§ **Your instructions**:
According to the renewable natural gas article, why did the price of natural gas drop from spot market highs of nearly $14/mmBtu in 2008 to around $4.50/mmBtu? Answer in one to three sentences.

§ **Provided passage**:
--- START ---

Making The Case For Renewable Natural Gas


BioCycle renewable energy from organics recyclingBioCycle June 2011, Vol. 52, No. 6, p. 40
Plentiful supplies of low-priced conventional natural gas are no reason to avoid RNG investments.
Peter Taglia

NATURAL gas has always been a complicated bedfellow to renewable energy technologies. The cleanest of fossil fuels can be a friend to intermittent renewable resources like wind and solar by providing a ready backup source of electricity without the high emissions of coal or oil. Because of its flexibility, lower carbon footprint and clean burn, many proponents of renewable energy have also embraced natural gas as a transition fuel, buying time while cleaner forms of energy and a smarter electrical grid are deployed. Unfortunately, low natural gas prices can also compete with renewable energy by providing a cheaper and easier way for utilities to meet either increasing energy demands or to reduce the emissions from dirtier fuels such as coal.
The intersection of natural gas trends and the outlook for renewable energy are likely to become more important in coming years as plentiful supplies of low-cost conventional natural gas make their way to the energy markets. In recent years the development of horizontal drilling and hydraulic fracturing has opened vast swaths of previously inaccessible deposits of natural gas in shale formations across North America. This increased supply has driven the price of natural gas from spot market highs of nearly $14/million btus (mmBtu) in 2008 to around $4.50/mmBtu today.
natural gas wellhead prices
The significance of the new supplies of natural gas and the lower prices are not expected to be transient, either. The Department of Energy’s Annual Energy Outlook (Figure 1), many private sector forecasts, and the futures market forecast low, stable natural gas prices for decades. While history is littered with the unfulfilled forecasts of fuel prices, the outlook for low North American natural gas prices is so significant that large investors are proposing to modify multibillion dollar liquefied natural gas import facilities, built in the expectation of declining domestic supplies, and now hope to reverse the flow and export domestic natural gas to the world market.

--- END ---

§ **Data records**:
--- START ---

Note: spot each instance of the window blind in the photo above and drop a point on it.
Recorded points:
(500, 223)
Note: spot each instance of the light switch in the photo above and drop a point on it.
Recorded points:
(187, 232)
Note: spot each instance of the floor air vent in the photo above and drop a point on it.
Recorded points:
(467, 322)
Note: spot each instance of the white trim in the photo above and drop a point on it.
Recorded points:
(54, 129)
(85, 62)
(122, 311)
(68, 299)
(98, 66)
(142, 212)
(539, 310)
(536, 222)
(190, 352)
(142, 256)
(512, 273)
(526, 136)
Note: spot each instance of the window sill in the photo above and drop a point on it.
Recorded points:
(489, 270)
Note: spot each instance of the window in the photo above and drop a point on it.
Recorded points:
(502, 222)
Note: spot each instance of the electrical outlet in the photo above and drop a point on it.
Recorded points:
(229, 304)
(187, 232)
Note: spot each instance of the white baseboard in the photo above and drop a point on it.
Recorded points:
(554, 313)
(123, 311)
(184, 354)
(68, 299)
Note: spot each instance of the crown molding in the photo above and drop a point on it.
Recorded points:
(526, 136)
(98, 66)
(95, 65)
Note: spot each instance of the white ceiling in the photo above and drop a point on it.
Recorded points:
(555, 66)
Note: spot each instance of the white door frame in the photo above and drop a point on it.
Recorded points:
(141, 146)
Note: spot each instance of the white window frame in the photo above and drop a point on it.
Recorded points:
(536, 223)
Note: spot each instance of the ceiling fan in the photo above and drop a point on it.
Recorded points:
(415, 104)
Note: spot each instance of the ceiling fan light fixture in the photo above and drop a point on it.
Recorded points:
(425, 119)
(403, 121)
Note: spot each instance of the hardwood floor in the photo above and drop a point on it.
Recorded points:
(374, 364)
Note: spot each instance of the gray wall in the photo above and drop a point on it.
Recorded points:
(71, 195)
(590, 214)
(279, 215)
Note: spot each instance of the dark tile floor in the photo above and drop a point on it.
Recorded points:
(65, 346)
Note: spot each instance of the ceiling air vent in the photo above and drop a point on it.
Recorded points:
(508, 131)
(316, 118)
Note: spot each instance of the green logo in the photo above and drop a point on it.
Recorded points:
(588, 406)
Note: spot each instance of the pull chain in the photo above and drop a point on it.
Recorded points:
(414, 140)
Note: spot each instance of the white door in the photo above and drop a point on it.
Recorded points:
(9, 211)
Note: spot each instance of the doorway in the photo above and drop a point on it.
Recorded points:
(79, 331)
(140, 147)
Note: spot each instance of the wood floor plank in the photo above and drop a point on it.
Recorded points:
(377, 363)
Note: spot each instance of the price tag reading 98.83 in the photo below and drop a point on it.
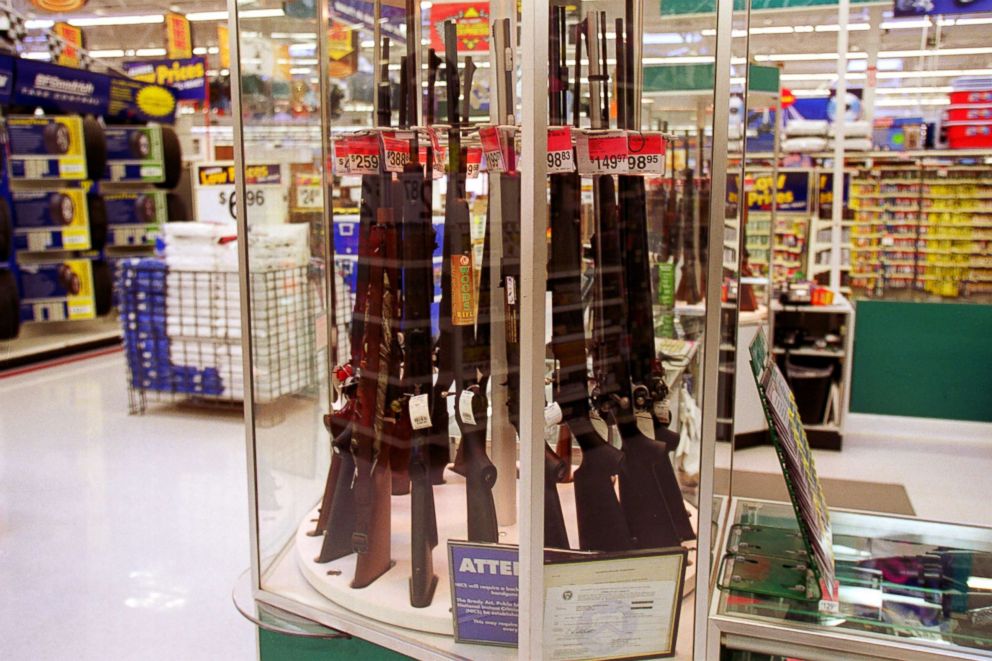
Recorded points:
(560, 154)
(363, 152)
(473, 160)
(396, 151)
(645, 153)
(492, 148)
(602, 152)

--- END ---

§ **Task answer**:
Horizontal drilling and hydraulic fracturing opened vast swaths of previously inaccessible natural gas deposits in shale formations across North America. The resulting increase in supply drove the price down.